- [Exercise objective] Can you output the material exactly as written, minus any pictures it holds?

- [Listed entries]
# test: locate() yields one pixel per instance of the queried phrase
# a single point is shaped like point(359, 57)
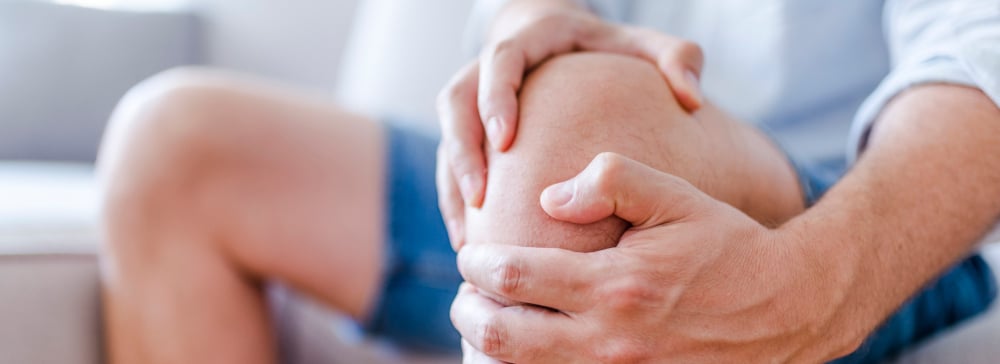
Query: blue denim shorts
point(421, 277)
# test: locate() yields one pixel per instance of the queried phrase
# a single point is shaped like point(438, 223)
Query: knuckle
point(628, 294)
point(459, 156)
point(608, 167)
point(621, 351)
point(508, 275)
point(503, 46)
point(492, 336)
point(686, 48)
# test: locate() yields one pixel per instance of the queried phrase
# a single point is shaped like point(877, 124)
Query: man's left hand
point(693, 280)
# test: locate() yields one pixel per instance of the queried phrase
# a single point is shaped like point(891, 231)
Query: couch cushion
point(47, 208)
point(63, 68)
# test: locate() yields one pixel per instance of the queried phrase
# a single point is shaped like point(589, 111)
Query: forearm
point(924, 191)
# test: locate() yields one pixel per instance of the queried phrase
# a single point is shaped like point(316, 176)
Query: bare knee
point(153, 154)
point(573, 108)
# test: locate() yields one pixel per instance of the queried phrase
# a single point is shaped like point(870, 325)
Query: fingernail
point(470, 185)
point(560, 194)
point(456, 234)
point(494, 130)
point(695, 85)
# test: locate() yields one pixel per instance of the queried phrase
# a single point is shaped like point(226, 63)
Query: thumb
point(616, 185)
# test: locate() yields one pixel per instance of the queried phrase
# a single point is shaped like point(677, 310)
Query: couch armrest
point(50, 309)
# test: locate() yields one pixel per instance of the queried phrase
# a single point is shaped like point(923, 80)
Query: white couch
point(49, 299)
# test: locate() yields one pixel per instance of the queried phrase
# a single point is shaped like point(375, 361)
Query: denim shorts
point(421, 277)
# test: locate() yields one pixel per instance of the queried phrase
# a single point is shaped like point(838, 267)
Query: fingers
point(450, 201)
point(615, 185)
point(549, 277)
point(680, 61)
point(513, 334)
point(503, 67)
point(461, 149)
point(472, 356)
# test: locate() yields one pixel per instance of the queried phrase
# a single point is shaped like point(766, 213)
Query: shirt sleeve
point(934, 41)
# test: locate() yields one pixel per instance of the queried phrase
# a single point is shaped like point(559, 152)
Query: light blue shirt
point(816, 73)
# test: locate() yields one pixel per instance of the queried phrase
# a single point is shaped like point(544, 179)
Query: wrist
point(828, 272)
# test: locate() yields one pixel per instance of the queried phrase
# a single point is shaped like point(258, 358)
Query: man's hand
point(480, 102)
point(694, 280)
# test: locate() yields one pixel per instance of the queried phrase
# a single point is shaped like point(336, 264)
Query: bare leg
point(213, 183)
point(577, 106)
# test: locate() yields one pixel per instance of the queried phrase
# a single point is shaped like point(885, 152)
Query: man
point(214, 184)
point(682, 285)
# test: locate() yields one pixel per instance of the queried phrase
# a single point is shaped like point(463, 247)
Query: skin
point(577, 106)
point(214, 183)
point(482, 98)
point(721, 286)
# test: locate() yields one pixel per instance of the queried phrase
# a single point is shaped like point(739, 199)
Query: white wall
point(400, 54)
point(300, 41)
point(383, 57)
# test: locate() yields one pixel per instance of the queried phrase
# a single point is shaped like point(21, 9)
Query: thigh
point(574, 107)
point(281, 184)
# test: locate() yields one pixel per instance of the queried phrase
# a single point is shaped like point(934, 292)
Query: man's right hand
point(480, 102)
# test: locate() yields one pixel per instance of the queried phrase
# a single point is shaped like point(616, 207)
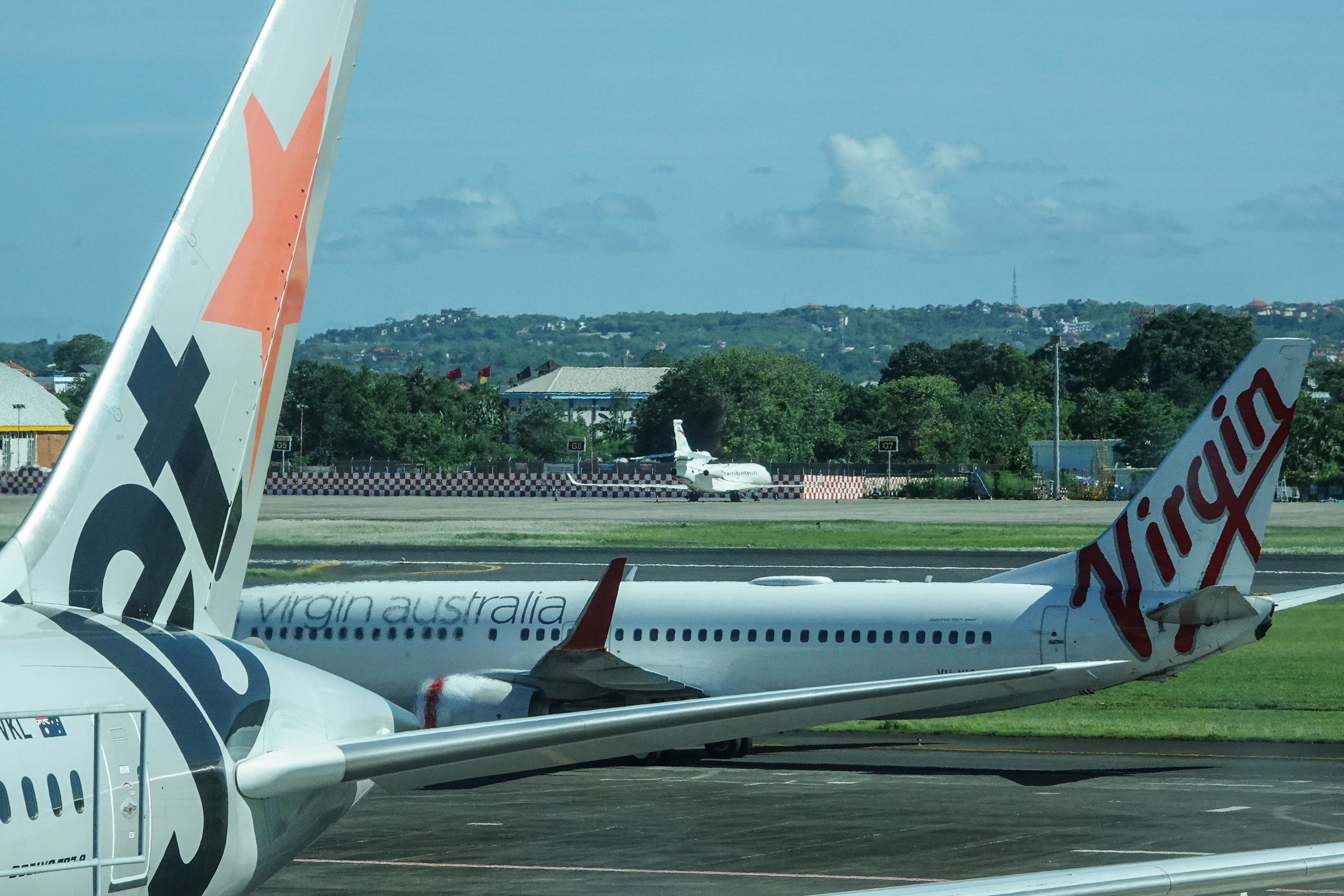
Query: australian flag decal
point(52, 727)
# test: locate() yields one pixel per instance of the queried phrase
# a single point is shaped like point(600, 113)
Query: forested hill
point(853, 342)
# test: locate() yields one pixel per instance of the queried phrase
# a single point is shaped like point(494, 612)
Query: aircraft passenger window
point(30, 798)
point(54, 796)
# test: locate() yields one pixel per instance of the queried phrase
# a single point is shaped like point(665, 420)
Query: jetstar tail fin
point(151, 510)
point(1199, 519)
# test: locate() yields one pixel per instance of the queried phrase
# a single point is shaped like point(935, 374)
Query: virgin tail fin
point(151, 510)
point(1201, 519)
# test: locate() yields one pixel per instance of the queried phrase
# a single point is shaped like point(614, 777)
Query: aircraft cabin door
point(123, 798)
point(1053, 625)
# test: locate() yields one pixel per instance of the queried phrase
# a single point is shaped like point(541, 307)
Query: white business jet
point(698, 475)
point(1166, 586)
point(143, 752)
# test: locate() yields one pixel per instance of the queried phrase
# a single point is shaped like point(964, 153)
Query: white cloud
point(882, 199)
point(1316, 207)
point(486, 218)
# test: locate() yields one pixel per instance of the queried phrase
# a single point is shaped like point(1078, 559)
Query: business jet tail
point(151, 511)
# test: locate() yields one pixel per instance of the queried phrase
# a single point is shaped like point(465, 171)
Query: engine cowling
point(462, 700)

- [Solved exercise]
# test: locate() yields one pixel per instance of the queried phrase
# a single point is shaped like point(359, 57)
Query: blue denim shorts
point(421, 277)
# test: locate() yields one pixel per instance of the queried phrase
# a single point is shaped like point(438, 223)
Query: knuckle
point(628, 294)
point(459, 156)
point(608, 167)
point(621, 351)
point(508, 275)
point(503, 46)
point(492, 336)
point(686, 48)
# test: locate() yields one pixel per instance of the queried phrase
# a single point is shaped like point(877, 124)
Query: man's left hand
point(693, 280)
# test: locate() yields one pixel per instance of the queried phrase
# a single point is shaped like point(891, 231)
Query: couch cushion
point(47, 208)
point(63, 68)
# test: locate() yields one pixel per instance of the queried phrase
# a single point is shaped like point(589, 111)
Query: forearm
point(924, 191)
# test: locate() yields one pixel per instance of the queried phrase
# a single point is shaped like point(316, 176)
Query: bare knee
point(153, 154)
point(573, 108)
# test: locate() yields one pixel per instance of the queried phrase
# a single point is shaped like point(870, 325)
Query: fingernail
point(470, 185)
point(560, 194)
point(456, 234)
point(494, 130)
point(695, 85)
# test: locate() yields one pixel per instance of the queried phrase
# a single point is shaped like point(226, 63)
Query: thumb
point(616, 185)
# test: locate() yields one pixel per instance of the queried phrase
# a single point is shaped like point(677, 310)
Query: couch armrest
point(50, 309)
# test: locate() yields one pixel per instance of the queried phrase
# a single point is shaped like point(923, 80)
Query: white couch
point(49, 299)
# test: locate() yields one pixel per instance of the queried phrase
# a single point is shaped like point(375, 361)
Query: denim shorts
point(421, 277)
# test: locate() yields one pixel per instance of the queried phrase
# a single point is shaped like point(838, 267)
Query: fingers
point(450, 201)
point(615, 185)
point(549, 277)
point(680, 61)
point(513, 334)
point(503, 67)
point(461, 149)
point(472, 356)
# test: locate() yields one pixel per instance of the queried phrase
# a single point is shaped like point(766, 213)
Query: shirt sleeve
point(934, 41)
# test: locate() yields one pixel per instance of the queried phrase
# a single point is shaped like point(559, 152)
Query: light blue shirt
point(816, 73)
# test: locate() yields one pixel per instance of the queried phrase
# a single point is shaped like point(544, 179)
Query: wrist
point(828, 272)
# test: locate() yields one pixel per instance of the queried phrase
# a single point is shaped like point(258, 358)
Query: man's hand
point(480, 102)
point(694, 280)
# test: locate() yields one pixel per instance of the queried phrase
# a single point is shaped like point(336, 264)
Query: bare leg
point(213, 183)
point(577, 106)
# test: locate() yields one pixel per instance of the queried phrase
# a single point is shaped like point(885, 152)
Query: man
point(214, 184)
point(682, 285)
# test: locate() yields one pixel per instance of the queried phrase
# a single point is shaped like point(463, 247)
Query: skin
point(577, 106)
point(214, 183)
point(482, 98)
point(721, 286)
# test: locate() yields one pixel per instance of the queried phrase
# a single point is shaped like point(739, 199)
Query: white wall
point(400, 54)
point(300, 41)
point(383, 57)
# test: locate() yields one pixel per instance of the queried phrase
# a single point is shaped like point(21, 9)
Query: thigh
point(574, 107)
point(281, 184)
# test: locate() yields one pixel per instance of the queried phrase
# a single point is shaped like point(934, 292)
Query: man's right hand
point(480, 102)
# test: locate() yields one pixel per instance of the queried phrase
# a single point is shaped like point(616, 207)
Query: australian flag decal
point(52, 727)
# test: locate() yields one pixel per instance of the queried phrase
# a single point is shaped like point(600, 113)
Query: forested hill
point(853, 342)
# test: locate() yields one pixel per instance of the queried phrase
# a single point is shaped like point(494, 612)
Query: aircraft passenger window
point(30, 798)
point(54, 796)
# test: locate() yields one pixel per instance of the queried phrase
# a single point is shaped like point(665, 420)
Query: jetstar tail fin
point(151, 510)
point(1199, 519)
# test: locate() yields one pixel per instance of the queried phrase
# a single point is shaped like point(935, 374)
Query: virgin tail fin
point(151, 510)
point(1201, 519)
# test: locate() yields one pixel per instance of the queried phrase
# a single point is shaped like point(614, 777)
Query: aircraft cabin door
point(123, 798)
point(1053, 625)
# test: locate() yields one pixel per instance of the queried phrase
# a single point is shaped like point(541, 307)
Query: white business jet
point(698, 475)
point(1166, 586)
point(143, 752)
# test: locate() yields one pixel per instance of the queried phrase
# a single point is shaped like point(964, 153)
Query: white cloud
point(882, 199)
point(1316, 207)
point(486, 218)
# test: locate() yields one pixel per instance of the queried phrase
# a single point is shaped like point(1078, 559)
Query: business jet tail
point(151, 511)
# test: locate() yields one pixel per instance of the queried phrase
# a single point is shaped like point(465, 171)
Query: engine cowling
point(462, 700)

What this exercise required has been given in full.